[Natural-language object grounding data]
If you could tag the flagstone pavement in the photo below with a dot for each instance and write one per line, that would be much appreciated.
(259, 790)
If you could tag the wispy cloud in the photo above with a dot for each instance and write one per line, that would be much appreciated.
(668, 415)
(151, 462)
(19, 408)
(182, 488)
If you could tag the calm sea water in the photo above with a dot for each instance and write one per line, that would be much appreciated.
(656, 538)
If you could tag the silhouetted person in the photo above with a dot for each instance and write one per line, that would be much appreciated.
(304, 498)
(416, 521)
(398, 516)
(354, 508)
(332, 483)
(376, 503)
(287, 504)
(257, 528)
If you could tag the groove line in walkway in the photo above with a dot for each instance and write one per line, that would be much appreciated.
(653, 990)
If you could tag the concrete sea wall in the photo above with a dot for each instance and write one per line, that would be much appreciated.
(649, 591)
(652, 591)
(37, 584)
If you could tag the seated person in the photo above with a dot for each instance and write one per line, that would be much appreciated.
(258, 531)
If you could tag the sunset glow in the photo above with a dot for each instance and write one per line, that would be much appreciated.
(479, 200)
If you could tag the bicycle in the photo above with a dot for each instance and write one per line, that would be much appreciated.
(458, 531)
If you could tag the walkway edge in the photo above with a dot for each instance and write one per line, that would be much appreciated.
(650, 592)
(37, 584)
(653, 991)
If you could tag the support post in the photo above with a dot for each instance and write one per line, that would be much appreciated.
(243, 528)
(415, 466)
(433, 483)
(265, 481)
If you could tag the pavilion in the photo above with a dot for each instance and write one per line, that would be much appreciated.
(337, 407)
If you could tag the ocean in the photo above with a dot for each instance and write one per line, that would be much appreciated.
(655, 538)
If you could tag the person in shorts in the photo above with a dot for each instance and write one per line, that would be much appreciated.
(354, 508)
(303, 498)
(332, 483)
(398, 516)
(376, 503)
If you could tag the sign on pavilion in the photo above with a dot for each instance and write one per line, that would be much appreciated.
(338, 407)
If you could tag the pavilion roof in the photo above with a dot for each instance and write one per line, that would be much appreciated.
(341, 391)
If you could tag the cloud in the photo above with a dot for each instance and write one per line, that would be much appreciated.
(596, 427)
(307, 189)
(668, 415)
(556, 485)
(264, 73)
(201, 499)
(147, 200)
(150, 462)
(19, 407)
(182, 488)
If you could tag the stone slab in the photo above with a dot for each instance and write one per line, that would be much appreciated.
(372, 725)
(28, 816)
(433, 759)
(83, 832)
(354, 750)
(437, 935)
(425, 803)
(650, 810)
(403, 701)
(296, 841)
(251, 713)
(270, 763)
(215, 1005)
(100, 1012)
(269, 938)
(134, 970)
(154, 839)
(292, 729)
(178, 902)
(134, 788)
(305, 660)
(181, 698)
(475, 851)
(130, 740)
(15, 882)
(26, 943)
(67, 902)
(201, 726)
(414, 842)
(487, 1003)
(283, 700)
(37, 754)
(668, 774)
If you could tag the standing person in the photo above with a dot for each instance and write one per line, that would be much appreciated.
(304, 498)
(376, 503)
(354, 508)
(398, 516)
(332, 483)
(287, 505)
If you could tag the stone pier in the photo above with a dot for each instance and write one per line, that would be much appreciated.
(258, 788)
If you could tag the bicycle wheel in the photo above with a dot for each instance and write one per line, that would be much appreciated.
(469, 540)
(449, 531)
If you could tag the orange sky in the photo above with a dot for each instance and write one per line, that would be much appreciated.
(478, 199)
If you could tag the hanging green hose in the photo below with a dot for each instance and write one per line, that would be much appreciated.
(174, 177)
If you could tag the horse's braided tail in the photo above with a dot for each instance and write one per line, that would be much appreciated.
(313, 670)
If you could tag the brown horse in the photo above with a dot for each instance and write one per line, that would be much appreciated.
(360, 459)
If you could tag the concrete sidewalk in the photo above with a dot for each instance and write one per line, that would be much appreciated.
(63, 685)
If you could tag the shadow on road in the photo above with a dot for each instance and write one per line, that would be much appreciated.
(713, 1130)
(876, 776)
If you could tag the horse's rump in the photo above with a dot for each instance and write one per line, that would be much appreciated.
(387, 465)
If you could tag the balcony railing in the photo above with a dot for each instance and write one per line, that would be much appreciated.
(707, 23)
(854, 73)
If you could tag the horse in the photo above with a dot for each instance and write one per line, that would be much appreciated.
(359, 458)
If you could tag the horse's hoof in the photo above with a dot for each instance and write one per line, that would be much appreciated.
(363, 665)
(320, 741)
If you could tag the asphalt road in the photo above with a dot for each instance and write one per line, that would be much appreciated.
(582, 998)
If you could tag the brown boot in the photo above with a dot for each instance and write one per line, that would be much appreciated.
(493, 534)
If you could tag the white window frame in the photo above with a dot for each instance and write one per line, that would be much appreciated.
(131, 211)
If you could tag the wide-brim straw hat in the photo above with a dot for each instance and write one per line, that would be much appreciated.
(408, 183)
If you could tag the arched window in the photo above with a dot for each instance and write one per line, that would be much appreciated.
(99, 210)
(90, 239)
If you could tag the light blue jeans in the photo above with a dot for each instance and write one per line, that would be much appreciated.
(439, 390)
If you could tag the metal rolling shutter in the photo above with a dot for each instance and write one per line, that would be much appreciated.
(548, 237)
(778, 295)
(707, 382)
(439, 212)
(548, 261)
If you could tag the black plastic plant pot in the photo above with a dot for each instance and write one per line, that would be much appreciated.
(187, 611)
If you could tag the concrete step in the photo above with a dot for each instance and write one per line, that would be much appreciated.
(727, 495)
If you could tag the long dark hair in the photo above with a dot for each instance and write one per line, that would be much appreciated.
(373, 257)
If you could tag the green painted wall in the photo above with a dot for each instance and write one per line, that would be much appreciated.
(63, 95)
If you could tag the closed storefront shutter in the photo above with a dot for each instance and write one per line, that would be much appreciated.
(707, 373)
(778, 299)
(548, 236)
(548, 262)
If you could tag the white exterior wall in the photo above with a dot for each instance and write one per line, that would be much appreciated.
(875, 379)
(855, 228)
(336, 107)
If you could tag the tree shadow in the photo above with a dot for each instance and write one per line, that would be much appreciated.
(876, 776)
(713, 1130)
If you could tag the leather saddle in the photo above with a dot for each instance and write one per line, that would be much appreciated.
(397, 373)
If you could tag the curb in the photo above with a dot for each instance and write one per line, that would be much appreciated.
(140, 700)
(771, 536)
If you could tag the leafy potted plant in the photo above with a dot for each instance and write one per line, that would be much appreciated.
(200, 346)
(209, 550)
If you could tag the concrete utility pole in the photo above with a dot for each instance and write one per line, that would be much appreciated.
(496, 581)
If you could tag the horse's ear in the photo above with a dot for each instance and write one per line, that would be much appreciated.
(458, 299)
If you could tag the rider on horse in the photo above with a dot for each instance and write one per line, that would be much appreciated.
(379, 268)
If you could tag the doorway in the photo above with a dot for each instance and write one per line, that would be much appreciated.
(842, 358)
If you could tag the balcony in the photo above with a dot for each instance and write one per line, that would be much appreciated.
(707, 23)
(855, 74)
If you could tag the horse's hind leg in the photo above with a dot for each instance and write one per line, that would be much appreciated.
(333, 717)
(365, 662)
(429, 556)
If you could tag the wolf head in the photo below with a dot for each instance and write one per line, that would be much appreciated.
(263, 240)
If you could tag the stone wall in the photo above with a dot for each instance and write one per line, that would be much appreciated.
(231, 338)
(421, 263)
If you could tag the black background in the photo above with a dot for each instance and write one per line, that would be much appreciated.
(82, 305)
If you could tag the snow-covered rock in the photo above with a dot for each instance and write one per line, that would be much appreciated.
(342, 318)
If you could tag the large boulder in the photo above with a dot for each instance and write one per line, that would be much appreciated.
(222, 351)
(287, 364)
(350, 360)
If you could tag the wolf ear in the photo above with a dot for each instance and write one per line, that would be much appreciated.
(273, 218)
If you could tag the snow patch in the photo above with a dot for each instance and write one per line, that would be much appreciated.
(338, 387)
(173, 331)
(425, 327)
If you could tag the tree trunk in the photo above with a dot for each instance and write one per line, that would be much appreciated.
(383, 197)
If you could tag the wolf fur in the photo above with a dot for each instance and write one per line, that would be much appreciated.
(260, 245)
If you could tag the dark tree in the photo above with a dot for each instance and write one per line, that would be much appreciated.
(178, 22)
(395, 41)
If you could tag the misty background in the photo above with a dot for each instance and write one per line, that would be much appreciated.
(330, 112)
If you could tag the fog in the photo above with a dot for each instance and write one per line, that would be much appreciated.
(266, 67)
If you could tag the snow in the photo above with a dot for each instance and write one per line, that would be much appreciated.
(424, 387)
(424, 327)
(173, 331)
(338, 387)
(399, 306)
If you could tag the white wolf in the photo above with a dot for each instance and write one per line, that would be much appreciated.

§ **What you have to do**
Nothing but the lines from the one containing "If you could tag the snow in" through the last line of the data above should be set down, word for word.

§ **Written solution**
If you could tag the snow in the photo above with a dot for each instance and write one per line, that would be much appreciated.
(424, 387)
(424, 327)
(173, 331)
(338, 387)
(399, 306)
If you could tag the white wolf in the photo above with a dot for each instance and write one per line, that would be much appreciated.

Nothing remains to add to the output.